Can you transcribe every record below exactly as it appears?

* [RAW DATA]
***

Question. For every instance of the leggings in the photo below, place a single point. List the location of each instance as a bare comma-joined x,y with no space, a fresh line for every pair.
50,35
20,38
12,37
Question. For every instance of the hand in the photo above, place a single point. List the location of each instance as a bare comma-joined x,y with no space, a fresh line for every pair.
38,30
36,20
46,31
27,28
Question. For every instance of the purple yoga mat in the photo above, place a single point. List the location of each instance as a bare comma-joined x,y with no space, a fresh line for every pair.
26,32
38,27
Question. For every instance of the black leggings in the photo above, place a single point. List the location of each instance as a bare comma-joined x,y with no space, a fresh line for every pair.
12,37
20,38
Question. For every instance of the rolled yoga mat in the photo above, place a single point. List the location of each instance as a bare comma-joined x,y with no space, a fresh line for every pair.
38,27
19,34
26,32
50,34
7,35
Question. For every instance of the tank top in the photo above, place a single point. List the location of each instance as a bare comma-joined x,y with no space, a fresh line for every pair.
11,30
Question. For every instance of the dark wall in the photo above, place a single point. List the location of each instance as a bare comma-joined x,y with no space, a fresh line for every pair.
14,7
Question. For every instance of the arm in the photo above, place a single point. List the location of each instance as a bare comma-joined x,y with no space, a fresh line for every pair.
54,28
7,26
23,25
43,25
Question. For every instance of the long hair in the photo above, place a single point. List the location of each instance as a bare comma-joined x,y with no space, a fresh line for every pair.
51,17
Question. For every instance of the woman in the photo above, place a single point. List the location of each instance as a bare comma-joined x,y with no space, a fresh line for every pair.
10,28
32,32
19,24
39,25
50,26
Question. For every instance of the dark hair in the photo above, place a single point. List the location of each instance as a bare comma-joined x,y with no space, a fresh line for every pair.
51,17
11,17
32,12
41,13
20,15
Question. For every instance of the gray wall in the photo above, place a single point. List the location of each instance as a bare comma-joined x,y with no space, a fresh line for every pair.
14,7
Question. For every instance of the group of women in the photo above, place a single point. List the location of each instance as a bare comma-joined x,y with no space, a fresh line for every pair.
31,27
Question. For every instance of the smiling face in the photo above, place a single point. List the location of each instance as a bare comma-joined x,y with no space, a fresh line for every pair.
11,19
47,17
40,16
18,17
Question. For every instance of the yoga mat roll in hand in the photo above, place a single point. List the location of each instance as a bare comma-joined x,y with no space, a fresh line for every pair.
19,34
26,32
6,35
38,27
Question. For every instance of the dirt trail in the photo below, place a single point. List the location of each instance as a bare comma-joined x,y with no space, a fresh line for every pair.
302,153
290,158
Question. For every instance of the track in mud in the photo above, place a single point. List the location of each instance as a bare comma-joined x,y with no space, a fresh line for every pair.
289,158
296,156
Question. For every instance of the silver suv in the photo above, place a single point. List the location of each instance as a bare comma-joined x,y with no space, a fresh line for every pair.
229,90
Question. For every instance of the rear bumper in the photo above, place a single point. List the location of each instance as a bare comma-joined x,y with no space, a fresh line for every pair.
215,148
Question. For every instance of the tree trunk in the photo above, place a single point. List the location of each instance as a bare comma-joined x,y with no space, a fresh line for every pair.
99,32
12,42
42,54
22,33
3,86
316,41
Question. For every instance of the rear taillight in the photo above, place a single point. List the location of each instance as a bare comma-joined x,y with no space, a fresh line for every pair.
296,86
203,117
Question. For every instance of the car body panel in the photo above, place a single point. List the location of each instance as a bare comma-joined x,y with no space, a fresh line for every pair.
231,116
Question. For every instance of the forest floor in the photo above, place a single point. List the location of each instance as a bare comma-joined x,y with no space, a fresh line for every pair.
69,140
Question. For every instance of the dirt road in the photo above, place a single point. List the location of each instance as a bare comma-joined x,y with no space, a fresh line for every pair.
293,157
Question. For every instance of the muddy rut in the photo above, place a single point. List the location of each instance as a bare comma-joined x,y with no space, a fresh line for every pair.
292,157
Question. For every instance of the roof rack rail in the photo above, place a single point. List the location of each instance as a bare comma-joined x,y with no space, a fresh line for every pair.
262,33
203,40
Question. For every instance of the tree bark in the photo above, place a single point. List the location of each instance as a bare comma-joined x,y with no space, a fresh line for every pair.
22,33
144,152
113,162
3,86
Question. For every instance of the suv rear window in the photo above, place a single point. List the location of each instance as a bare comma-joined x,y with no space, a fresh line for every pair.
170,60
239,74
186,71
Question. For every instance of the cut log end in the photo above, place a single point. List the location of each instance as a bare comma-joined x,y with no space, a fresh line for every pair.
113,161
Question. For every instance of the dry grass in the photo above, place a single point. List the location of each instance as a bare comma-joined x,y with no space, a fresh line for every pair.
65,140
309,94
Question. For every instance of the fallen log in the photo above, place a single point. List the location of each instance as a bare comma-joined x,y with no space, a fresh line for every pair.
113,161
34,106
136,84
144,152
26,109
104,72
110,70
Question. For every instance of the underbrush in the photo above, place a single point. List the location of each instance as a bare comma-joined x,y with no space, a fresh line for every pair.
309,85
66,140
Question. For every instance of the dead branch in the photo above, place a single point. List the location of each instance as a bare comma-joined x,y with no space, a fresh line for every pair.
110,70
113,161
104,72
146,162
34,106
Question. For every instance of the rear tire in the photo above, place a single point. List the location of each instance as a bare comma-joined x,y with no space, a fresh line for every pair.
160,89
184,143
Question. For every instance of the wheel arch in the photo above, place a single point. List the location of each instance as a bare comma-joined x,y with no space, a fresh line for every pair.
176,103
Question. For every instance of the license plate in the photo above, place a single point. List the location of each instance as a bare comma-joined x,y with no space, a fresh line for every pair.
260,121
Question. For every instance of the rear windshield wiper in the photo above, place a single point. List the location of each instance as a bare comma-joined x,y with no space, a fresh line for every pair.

***

* [REPLY]
Question. For every instance of the leggings in the photo below, place a single point. List the location of each instance as a bare comma-joined x,y with no space, a fresh line for every pair.
50,35
20,38
12,37
Question. For every instance of the hand in the photo above, place a single point. List the location of each instance as a bare comma-joined x,y with no space, a fresh line for every pair.
38,30
36,20
46,31
27,28
Question. For every instance of the purple yoga mat in the photo above, place a single point. List the location of each instance as a bare comma-joined x,y with no space, a fresh line for every pair.
26,32
38,27
Question. For every instance of the black leggings in the photo above, place a single point. List the location of each instance as a bare comma-joined x,y with no space, a fresh line for every pair.
12,37
20,38
Question. For every instance of the rolled yoga mat in the photo above, place a single point. List the location of each instance as a bare comma-joined x,y with no space, a fresh line for every pair.
38,27
19,34
26,32
50,34
7,35
Question. For every instance of the tank top in the photo above, place a single point. List the location of each instance as a bare comma-joined x,y with no space, a fresh line for every pair.
11,30
Question. For every instance of the dark wall in the photo above, place a single point. List the location of each instance as a bare comma-joined x,y with no space, a fresh line for every pair.
14,7
Question. For every instance of the arm in the photo above, place a single point. List the location of each instance as a bare comma-joined x,y with no space, a fresh line for every pair.
54,28
7,26
23,25
43,25
Question. For every instance of the long hair in the photo above, place a single point. List the location of each instance as a bare comma-joined x,y with no space, a fresh line for every pair.
51,17
Question. For every instance of the woman in the photo above, place a single point. List the location of each instance as a bare comma-joined x,y with no space, a fresh line for every pair.
10,28
32,32
19,24
39,25
50,26
Question. For every instance of the dark hair in the photo above, place a single point. List the location of each instance as a bare comma-joined x,y with no space, a fresh line for every pair.
51,17
11,17
32,12
41,13
20,15
Question. For every instance of the gray wall in the photo above, place a single point. List the location of each instance as a bare comma-joined x,y with no space, a fresh line for every pair.
14,7
Question. For every instance of the group of women in the photo above, place a single point. List the location of each instance as a bare comma-joined x,y with no space, a fresh line for every pair.
31,27
Question. For every instance of the smiling face in the photo above, place a single point. List the location of each instance as a bare comma-joined x,y with no space, a fresh line for every pair.
11,19
47,17
40,16
18,17
Question. For every instance of the yoga mat roll in hand in the photo above, place a single point. List the location of each instance as a bare comma-joined x,y with no space, a fresh line for every pair.
19,34
26,32
6,35
38,27
Question. For every instance of the dirt trail in the photo below, place a single point. List the location of each instance as a bare comma-joined x,y with no space, a fresh line for every pair.
302,153
290,158
Question. For every instance of the track in mud in the photo above, place a single point. List the location of each instance as a bare comma-joined x,y with no space, a fresh line for every pair.
289,158
296,156
Question. For every instance of the silver suv in the photo above, place a single point. List the location of each instance as a bare comma-joined x,y with no space, a fresh line for every pair.
229,90
Question. For every instance of the rear bumper in the photo above, place a single point. List the location of each instance as a bare comma-joined x,y with no space, a fresh line for every pair.
215,148
Question. For every instance of the tree trunk in the photo above, place a single point. List the location of each instance as a bare comma-joined x,y with no space, a fresh line for every pair.
99,32
12,42
42,54
22,33
3,86
316,41
Question. For every instance of the rear taillight in the photo above, place a single point. List the location of each instance as a bare comma-joined x,y with no space, a fresh line for every pair.
296,86
203,117
Question. For every instance of the car body panel in the photo above, place a single point. List the location of each instance as a bare comma-joined x,y with no space, a fresh line for every pair.
231,116
Question. For every instance of the forest floor in the photo above, place a single point. List the location of each instance as a bare comma-joined x,y with no space, a fresh line for every pair.
69,140
Question. For every instance of the dirt road in the photo above, place a single point. List the location of each instance as a bare comma-joined x,y with no space, a fresh line for every pair.
293,157
Question. For every instance of the muddy rut in the photo above, place a single point. List the location of each instance as a bare comma-joined x,y with no space, a fresh line for every pair.
292,157
Question. For every instance of the roof rack rail in the photo above, place a single point. List the location of each instance as a bare comma-joined x,y with no space, a fresh line for every pair.
262,33
203,40
Question. For every instance of the tree bark in the photo above, place a single point. List the location of each instance as a bare comma-joined x,y with no space, a fresh line for every pair.
22,33
144,152
113,162
3,86
Question. For every instance of the suv rear window in the photo above, place a single point. List the location of each instance as a bare comma-joined x,y with no space, a fresh line for every pair.
170,60
239,74
186,71
Question. For every instance of the cut log end in the photo above, place a single point. List the location of each instance as a bare comma-joined x,y with no space, a fresh line for every pair.
113,161
Question. For every instance of the dry grass in the photo above, place a single point. List the location of each instance as a bare comma-joined x,y with no space, a fresh line for every pair.
65,140
309,94
Question. For every instance of the fallen log in the photo above, place a single point. List the location of each instance as a bare comma-joined x,y with no space, a fresh line for every pair.
113,161
34,106
136,84
144,152
26,109
104,72
110,70
Question. For every instance of the underbrush in the photo above, place a single point. List the location of each instance as a bare comma-joined x,y with no space, a fresh line for every pair.
309,85
66,140
Question. For every instance of the dead branch in the photo above, place a single point. List the location of each instance as a bare comma-joined x,y with no space, a fresh line for every pair.
110,70
113,161
104,72
146,162
34,106
Question. For every instance of the rear tire in the photo above, place a single point. List the location of each instance as a bare comma-joined x,y with no space, a fresh line for every pair.
160,89
184,143
Question. For every instance of the wheel arch in the photo above, place a single point. List the location of each instance as a bare comma-joined x,y with no space, a fresh line for every pair.
176,103
Question. For every instance of the license plate in the photo above, place a single point. List the location of each instance as a bare comma-joined x,y with no space, a fresh line for every pair.
260,121
Question. For every instance of the rear windshield wiper in the photo above, place a single point. List the location of each instance as a bare comma-joined x,y with no space, a fresh line for every pair.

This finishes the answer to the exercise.